§ **Directions**: Below are some records; output exactly the lines from the line with "pixel 618 13" to the line with "pixel 120 315", both ends kept, and nothing more.

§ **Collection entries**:
....

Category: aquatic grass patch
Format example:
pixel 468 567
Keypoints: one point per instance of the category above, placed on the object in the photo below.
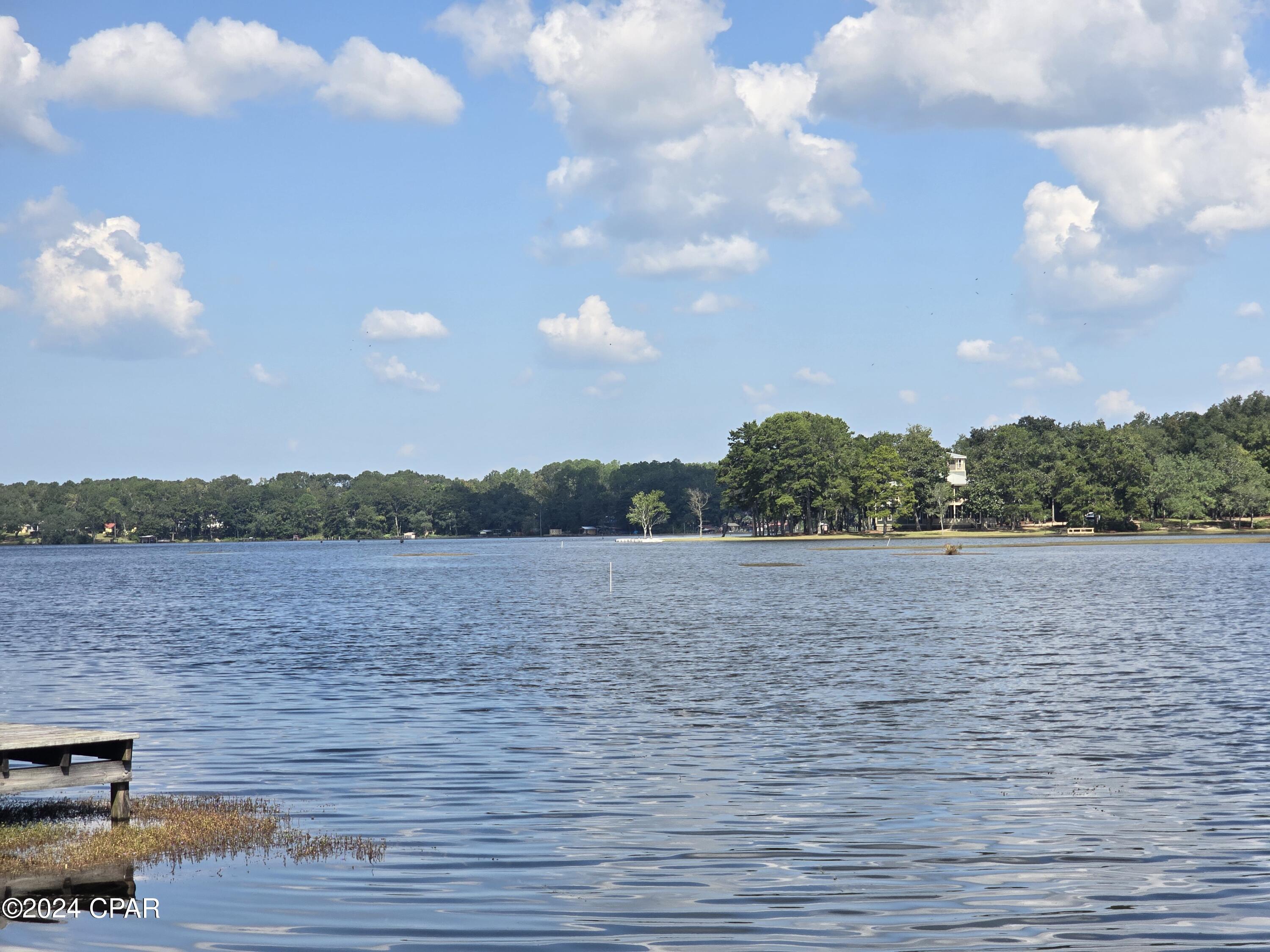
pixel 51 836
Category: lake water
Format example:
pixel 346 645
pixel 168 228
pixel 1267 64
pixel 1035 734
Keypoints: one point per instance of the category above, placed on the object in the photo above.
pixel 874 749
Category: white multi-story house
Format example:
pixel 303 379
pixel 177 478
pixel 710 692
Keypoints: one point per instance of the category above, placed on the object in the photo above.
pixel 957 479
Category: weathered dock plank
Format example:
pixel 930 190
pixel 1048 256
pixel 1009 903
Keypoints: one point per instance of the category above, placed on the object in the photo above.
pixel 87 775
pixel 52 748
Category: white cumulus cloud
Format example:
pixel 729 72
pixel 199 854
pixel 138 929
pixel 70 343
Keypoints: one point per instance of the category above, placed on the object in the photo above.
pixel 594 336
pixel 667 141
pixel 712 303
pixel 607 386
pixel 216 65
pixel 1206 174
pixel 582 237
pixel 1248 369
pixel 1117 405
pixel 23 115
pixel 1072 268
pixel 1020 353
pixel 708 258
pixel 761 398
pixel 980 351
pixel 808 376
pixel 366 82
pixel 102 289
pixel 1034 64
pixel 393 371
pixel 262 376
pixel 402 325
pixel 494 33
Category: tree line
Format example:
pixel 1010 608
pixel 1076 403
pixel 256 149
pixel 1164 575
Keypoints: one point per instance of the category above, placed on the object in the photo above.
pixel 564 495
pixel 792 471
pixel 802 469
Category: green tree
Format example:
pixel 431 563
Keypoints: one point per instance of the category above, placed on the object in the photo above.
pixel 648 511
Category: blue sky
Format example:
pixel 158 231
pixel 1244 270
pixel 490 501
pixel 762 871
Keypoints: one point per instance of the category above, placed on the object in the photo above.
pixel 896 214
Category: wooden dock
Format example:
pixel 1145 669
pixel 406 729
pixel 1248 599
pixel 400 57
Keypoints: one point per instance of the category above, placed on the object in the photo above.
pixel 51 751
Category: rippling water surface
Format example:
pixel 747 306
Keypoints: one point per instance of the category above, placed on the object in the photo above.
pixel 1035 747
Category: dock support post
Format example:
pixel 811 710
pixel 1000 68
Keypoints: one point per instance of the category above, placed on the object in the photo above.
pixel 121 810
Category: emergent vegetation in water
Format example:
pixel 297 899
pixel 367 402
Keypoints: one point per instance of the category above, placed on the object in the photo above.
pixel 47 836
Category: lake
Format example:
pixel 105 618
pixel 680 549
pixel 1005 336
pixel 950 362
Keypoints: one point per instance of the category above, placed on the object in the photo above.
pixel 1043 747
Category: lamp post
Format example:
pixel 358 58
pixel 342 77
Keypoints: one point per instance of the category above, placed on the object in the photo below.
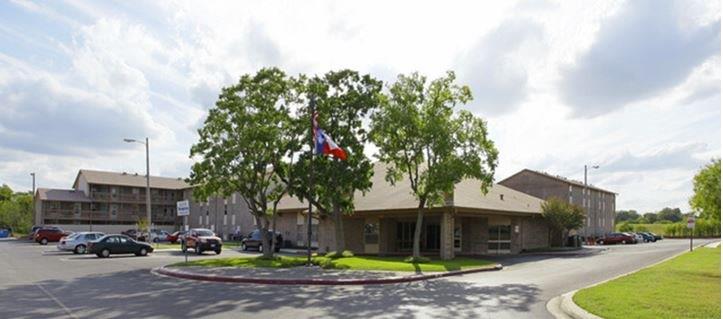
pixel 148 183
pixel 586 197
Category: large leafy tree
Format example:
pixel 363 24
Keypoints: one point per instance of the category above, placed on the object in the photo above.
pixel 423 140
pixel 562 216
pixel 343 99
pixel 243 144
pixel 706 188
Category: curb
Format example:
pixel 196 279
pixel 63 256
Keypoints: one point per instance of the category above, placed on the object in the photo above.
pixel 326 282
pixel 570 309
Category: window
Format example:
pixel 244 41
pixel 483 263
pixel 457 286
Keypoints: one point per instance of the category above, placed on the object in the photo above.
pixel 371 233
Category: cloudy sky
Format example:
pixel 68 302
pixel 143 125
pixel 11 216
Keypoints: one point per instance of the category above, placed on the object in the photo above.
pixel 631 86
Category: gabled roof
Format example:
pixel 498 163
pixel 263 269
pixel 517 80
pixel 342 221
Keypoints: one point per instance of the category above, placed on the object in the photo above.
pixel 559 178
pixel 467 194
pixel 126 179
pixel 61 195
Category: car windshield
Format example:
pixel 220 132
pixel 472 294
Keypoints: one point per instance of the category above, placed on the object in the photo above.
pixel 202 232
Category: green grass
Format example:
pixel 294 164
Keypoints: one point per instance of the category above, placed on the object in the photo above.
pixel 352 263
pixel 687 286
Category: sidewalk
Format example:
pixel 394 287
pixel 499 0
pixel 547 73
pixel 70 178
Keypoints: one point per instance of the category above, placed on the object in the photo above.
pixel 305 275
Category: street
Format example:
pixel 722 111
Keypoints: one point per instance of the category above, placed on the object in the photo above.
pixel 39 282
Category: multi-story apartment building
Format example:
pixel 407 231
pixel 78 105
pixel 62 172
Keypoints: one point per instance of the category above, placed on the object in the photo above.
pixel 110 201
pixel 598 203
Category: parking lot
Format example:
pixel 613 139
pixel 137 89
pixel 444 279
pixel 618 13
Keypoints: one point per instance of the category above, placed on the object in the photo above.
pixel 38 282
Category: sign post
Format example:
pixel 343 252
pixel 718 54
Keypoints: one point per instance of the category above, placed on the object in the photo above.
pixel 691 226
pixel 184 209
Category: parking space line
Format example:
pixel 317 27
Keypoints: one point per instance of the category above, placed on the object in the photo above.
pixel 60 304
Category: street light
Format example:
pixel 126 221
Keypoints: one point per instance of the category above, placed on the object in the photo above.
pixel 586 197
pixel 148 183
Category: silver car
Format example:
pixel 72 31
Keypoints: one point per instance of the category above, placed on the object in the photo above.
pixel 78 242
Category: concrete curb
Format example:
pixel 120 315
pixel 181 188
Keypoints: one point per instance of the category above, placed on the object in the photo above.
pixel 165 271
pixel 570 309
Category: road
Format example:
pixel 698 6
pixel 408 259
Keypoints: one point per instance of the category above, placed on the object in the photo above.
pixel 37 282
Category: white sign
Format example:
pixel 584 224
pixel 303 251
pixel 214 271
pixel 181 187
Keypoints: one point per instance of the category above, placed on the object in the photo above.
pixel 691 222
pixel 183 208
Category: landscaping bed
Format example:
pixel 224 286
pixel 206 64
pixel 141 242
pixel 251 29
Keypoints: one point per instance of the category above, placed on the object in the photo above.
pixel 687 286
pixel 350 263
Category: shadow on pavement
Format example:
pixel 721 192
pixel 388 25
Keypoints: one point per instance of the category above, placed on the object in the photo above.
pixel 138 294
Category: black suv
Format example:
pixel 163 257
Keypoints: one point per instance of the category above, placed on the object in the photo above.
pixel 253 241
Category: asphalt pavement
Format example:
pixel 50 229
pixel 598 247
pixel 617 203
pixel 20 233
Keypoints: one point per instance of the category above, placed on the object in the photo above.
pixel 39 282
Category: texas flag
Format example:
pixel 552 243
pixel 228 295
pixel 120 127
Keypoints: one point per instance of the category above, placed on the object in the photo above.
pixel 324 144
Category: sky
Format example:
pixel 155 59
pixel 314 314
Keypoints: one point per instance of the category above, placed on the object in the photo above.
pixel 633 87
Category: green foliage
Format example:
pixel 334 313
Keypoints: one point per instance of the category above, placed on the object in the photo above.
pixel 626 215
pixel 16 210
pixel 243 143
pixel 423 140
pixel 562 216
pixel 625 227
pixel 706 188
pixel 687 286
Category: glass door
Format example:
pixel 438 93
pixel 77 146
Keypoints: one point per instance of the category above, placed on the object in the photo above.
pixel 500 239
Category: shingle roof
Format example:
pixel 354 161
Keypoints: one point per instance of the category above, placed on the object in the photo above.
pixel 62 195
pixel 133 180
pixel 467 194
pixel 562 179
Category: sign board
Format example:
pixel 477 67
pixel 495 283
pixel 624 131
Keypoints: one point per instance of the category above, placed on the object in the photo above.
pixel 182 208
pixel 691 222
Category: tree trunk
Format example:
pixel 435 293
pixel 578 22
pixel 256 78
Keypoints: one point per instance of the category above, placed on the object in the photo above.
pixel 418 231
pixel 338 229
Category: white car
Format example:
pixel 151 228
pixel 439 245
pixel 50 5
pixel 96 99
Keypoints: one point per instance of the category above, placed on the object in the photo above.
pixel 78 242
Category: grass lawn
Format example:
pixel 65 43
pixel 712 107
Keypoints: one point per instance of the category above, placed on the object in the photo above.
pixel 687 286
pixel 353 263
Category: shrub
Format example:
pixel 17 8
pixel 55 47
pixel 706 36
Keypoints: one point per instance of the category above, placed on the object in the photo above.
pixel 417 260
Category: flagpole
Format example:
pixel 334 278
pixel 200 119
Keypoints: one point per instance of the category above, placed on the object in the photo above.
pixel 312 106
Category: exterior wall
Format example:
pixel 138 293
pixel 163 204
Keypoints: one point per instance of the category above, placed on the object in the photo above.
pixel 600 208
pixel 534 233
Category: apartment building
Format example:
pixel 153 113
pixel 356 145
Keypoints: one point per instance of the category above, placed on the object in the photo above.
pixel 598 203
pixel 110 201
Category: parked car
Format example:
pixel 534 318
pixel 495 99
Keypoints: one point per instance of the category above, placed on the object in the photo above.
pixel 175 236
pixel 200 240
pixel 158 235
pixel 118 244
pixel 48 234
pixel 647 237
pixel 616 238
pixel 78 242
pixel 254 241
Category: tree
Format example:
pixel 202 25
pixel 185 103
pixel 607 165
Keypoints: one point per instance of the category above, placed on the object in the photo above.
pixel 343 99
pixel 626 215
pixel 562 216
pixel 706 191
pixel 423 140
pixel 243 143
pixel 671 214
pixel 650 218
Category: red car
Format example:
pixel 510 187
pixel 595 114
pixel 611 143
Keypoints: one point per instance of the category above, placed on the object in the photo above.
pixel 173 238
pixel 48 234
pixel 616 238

....

§ **Result of the task**:
pixel 618 13
Keypoints: one point per instance of the category above, placed on the object in the photo above.
pixel 38 282
Category: sign post
Format example:
pixel 343 252
pixel 718 54
Keypoints: one point per instance of the category above, placed on the object in the photo above.
pixel 691 226
pixel 184 209
Category: parking space line
Format example:
pixel 317 27
Keypoints: one point per instance of the category above, placed on the object in the photo above.
pixel 60 304
Category: street light
Format example:
pixel 126 221
Keypoints: one point per instance of the category above, placed on the object in the photo above.
pixel 586 197
pixel 148 183
Category: silver car
Format example:
pixel 72 31
Keypoints: one point per instance of the category above, placed on the object in the photo above.
pixel 78 242
Category: concrete curb
Format example:
pixel 120 315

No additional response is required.